» **What you have to do**:
Lay out every line of the records below as a Markdown table with the columns Row and Line, numbering the rows and omitting blank lines. Leave the pictures out of the answer.

(Records from a data source)
□ □ □

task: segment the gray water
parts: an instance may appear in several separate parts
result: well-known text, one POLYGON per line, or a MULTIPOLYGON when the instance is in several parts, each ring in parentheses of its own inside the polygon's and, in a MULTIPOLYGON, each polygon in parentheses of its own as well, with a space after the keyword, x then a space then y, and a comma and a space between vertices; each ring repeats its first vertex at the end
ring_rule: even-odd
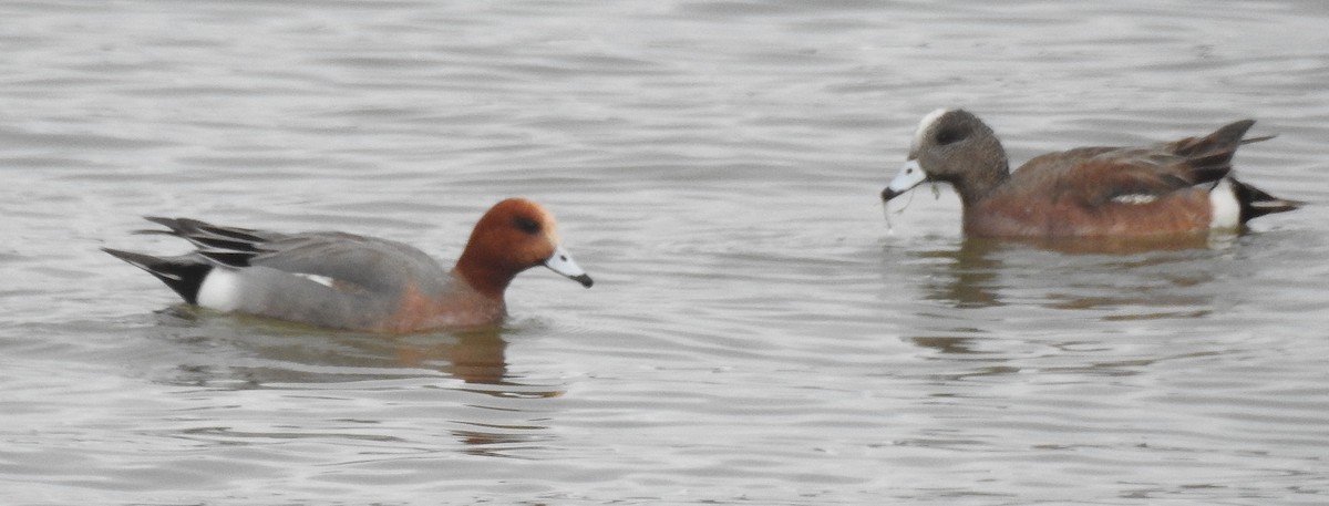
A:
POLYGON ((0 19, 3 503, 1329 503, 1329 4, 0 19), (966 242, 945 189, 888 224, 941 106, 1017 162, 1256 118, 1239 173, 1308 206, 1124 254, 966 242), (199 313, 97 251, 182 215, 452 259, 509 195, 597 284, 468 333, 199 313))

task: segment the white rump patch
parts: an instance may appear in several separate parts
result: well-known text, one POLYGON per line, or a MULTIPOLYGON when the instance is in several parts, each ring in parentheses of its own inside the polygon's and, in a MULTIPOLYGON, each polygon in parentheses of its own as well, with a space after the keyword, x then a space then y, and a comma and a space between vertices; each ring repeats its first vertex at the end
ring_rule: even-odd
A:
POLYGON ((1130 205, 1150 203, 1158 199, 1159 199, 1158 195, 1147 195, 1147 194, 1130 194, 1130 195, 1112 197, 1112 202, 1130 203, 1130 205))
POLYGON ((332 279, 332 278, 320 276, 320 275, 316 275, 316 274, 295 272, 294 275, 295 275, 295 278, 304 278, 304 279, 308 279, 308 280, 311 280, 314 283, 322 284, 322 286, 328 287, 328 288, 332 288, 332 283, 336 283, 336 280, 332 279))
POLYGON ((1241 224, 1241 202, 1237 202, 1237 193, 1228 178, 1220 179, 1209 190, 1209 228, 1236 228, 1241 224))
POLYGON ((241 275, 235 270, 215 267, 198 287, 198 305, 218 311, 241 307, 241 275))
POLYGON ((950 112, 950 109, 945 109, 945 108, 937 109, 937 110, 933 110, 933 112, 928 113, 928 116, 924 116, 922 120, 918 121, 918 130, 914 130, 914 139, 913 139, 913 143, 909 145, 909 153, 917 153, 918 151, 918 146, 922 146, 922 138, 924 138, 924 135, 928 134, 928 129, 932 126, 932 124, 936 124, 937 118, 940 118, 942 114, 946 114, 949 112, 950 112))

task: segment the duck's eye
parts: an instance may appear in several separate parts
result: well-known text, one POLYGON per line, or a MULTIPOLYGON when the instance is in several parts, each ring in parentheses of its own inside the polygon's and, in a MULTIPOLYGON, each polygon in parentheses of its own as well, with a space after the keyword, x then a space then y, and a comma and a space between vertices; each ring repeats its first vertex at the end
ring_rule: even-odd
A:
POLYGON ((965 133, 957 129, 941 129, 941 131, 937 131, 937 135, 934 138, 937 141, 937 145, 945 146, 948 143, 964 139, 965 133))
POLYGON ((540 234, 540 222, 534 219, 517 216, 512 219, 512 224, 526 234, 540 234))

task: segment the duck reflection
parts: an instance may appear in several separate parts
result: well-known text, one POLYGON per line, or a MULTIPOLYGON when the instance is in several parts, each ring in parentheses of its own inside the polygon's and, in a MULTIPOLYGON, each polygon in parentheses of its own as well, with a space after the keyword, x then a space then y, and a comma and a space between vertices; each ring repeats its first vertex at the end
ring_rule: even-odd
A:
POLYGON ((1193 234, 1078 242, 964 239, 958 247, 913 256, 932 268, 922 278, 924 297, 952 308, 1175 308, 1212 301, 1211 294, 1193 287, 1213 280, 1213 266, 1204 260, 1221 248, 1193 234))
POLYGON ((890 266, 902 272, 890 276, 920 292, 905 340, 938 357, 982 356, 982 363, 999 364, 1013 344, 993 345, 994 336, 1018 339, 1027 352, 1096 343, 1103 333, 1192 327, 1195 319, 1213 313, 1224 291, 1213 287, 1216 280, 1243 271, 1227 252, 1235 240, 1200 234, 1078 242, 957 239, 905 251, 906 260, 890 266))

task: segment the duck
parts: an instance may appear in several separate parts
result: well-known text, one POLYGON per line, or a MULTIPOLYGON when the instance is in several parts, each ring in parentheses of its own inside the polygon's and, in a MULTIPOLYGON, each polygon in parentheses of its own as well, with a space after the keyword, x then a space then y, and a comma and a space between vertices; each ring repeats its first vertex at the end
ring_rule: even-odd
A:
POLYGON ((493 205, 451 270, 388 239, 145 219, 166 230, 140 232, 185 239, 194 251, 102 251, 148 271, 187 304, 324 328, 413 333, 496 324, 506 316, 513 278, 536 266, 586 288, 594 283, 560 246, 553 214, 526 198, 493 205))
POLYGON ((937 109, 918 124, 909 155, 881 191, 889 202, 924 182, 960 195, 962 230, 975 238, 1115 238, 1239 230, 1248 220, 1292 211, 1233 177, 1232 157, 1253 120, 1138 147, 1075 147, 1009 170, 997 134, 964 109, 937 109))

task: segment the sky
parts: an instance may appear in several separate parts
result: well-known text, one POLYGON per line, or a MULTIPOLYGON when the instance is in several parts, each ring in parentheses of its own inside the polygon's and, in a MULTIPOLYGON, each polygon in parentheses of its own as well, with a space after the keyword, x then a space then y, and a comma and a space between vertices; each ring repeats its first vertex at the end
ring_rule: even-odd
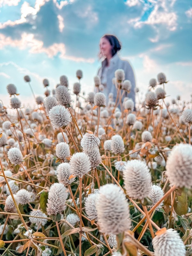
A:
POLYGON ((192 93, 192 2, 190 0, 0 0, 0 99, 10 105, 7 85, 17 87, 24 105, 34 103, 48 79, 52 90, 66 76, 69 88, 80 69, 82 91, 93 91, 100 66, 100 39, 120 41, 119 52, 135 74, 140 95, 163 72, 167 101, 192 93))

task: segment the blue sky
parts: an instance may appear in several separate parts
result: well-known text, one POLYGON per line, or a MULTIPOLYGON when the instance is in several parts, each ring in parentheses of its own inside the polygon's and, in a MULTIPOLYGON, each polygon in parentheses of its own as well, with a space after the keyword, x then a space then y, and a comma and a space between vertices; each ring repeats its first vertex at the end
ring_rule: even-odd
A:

□ □ □

» **Answer to the exercise**:
| Row | Line |
|---|---|
| 1 | task: segment the gray water |
| 2 | parts: an instance may appear in several separate parts |
| 3 | result: well-known text, one POLYGON per line, or a MULTIPOLYGON when the instance is in several parts, each ring in parentheses of its own inside the polygon's and, in a MULTIPOLYGON, each polygon in parentheses of its own as well, with a space after the keyword, x then a space then y, and a comma and a space between vertices; each ring repeats its first vertex at the end |
| 4 | ring_rule: even-odd |
| 5 | A: |
| 6 | POLYGON ((0 19, 3 503, 1329 503, 1329 4, 0 19), (966 242, 945 189, 888 224, 941 106, 1017 162, 1256 118, 1239 173, 1308 206, 1124 254, 966 242), (199 313, 97 251, 182 215, 452 259, 509 195, 597 284, 468 333, 199 313)) |
| 7 | task: segment the white rump patch |
| 8 | parts: an instance may appear in several separate parts |
| 9 | result: well-known text, one POLYGON per line, or a MULTIPOLYGON when the instance is in several parts, each ring in parentheses of its own inside the polygon's and, in a MULTIPOLYGON, each polygon in parentheses of its own as well, with a space after the keyword, x then a space then y, and a comma and a space between vertices; each ring repeats its first vertex at the end |
| 10 | ring_rule: even-odd |
| 11 | A: |
| 12 | POLYGON ((1130 205, 1150 203, 1158 199, 1159 199, 1158 195, 1147 195, 1147 194, 1130 194, 1130 195, 1112 197, 1112 202, 1130 203, 1130 205)) |
| 13 | POLYGON ((332 279, 332 278, 320 276, 320 275, 316 275, 316 274, 295 272, 294 275, 295 275, 295 278, 304 278, 304 279, 308 279, 308 280, 311 280, 314 283, 322 284, 322 286, 328 287, 328 288, 332 288, 332 283, 336 283, 336 280, 332 279)) |
| 14 | POLYGON ((1241 224, 1241 202, 1237 202, 1237 193, 1228 178, 1220 179, 1209 190, 1209 228, 1236 228, 1241 224)) |
| 15 | POLYGON ((241 275, 235 270, 215 267, 198 287, 198 305, 218 311, 241 307, 241 275)) |
| 16 | POLYGON ((950 112, 950 109, 945 109, 945 108, 937 109, 937 110, 933 110, 933 112, 928 113, 928 116, 924 116, 922 120, 918 121, 918 130, 914 130, 914 139, 913 139, 913 143, 909 145, 909 153, 917 153, 918 151, 918 146, 922 146, 922 138, 924 138, 924 135, 928 134, 928 129, 932 126, 932 124, 936 124, 937 118, 940 118, 942 114, 946 114, 949 112, 950 112)) |
| 17 | task: segment the duck's eye |
| 18 | parts: an instance may appear in several separate parts |
| 19 | result: well-known text, one POLYGON per line, or a MULTIPOLYGON when the instance is in several parts, each ring in parentheses of its own inside the polygon's and, in a MULTIPOLYGON, each polygon in parentheses of its own as well, with a space after the keyword, x then a space then y, and a comma and a space between vertices; each ring repeats its first vertex at the end |
| 20 | ring_rule: even-odd |
| 21 | A: |
| 22 | POLYGON ((965 133, 957 129, 941 129, 941 131, 937 131, 937 135, 934 138, 937 141, 937 145, 945 146, 948 143, 964 139, 965 133)) |
| 23 | POLYGON ((540 234, 540 222, 534 219, 517 216, 512 219, 512 224, 526 234, 540 234)) |
| 24 | task: segment the duck reflection |
| 25 | parts: an instance may appear in several separate parts |
| 26 | result: well-known text, one POLYGON per line, or a MULTIPOLYGON when the instance is in several parts, each ring in parentheses of its own inside the polygon's and, in a MULTIPOLYGON, each polygon in parentheses of its own as well, with a space after the keyword, x then a space then y, and a comma and a space between vertices; each ring repeats its first vertex at the end |
| 27 | ring_rule: even-odd |
| 28 | A: |
| 29 | POLYGON ((1193 234, 1078 242, 964 239, 958 247, 913 256, 932 268, 922 278, 924 297, 952 308, 1175 308, 1212 301, 1211 294, 1193 287, 1213 280, 1213 266, 1204 260, 1221 248, 1193 234)) |
| 30 | POLYGON ((890 266, 902 272, 890 276, 920 292, 905 340, 938 357, 982 356, 982 363, 999 364, 1013 344, 993 345, 994 336, 1018 339, 1027 352, 1096 343, 1103 333, 1192 327, 1195 319, 1213 313, 1224 291, 1213 287, 1216 280, 1243 271, 1227 252, 1235 240, 1200 234, 1078 242, 957 239, 905 251, 906 260, 890 266)) |
| 31 | task: segment the duck |
| 32 | parts: an instance may appear in several separate parts |
| 33 | result: well-known text, one POLYGON per line, or a MULTIPOLYGON when the instance is in several parts, each ring in parentheses of its own inside the polygon's and, in a MULTIPOLYGON, each polygon in parentheses of its own as well, with a space after the keyword, x then a space then y, and a comma and a space between vertices; each ring repeats its first vertex at the end |
| 34 | ring_rule: even-odd |
| 35 | A: |
| 36 | POLYGON ((493 205, 451 270, 388 239, 145 219, 166 230, 140 232, 185 239, 194 251, 102 251, 148 271, 187 304, 324 328, 413 333, 496 324, 506 316, 513 278, 536 266, 586 288, 594 283, 560 246, 553 214, 526 198, 493 205)) |
| 37 | POLYGON ((937 109, 918 124, 909 155, 881 191, 889 202, 924 182, 960 195, 962 230, 975 238, 1115 238, 1239 230, 1248 220, 1292 211, 1233 177, 1232 157, 1253 120, 1138 147, 1075 147, 1009 170, 997 134, 964 109, 937 109)) |
| 38 | task: segment the sky |
| 39 | parts: an instance may appear in several separate parts |
| 40 | result: well-known text, one POLYGON per line, or a MULTIPOLYGON when the instance is in several parts, each ring in parentheses of its own inside the polygon's and, in a MULTIPOLYGON, each polygon in parentheses of its own as well, with a space after the keyword, x then a space then y, and a comma and a space between vertices; each ring repeats its first vertex at the end |
| 41 | ring_rule: even-odd |
| 42 | A: |
| 43 | POLYGON ((192 93, 192 2, 190 0, 0 0, 0 99, 10 105, 7 85, 17 87, 24 105, 34 103, 48 79, 52 90, 66 76, 69 88, 80 69, 82 91, 93 91, 100 66, 100 39, 120 41, 119 52, 135 74, 140 95, 163 72, 167 101, 192 93)) |
| 44 | task: segment the blue sky |
| 45 | parts: an instance may appear in several separate parts |
| 46 | result: well-known text, one POLYGON per line, or a MULTIPOLYGON when the instance is in several parts, each ring in parentheses of its own inside the polygon's and, in a MULTIPOLYGON, each polygon in parentheses of its own as well, with a space after the keyword, x then a space then y, and a comma and a space between vertices; each ring repeats its first vertex at the end |
| 47 | ring_rule: even-odd |
| 48 | A: |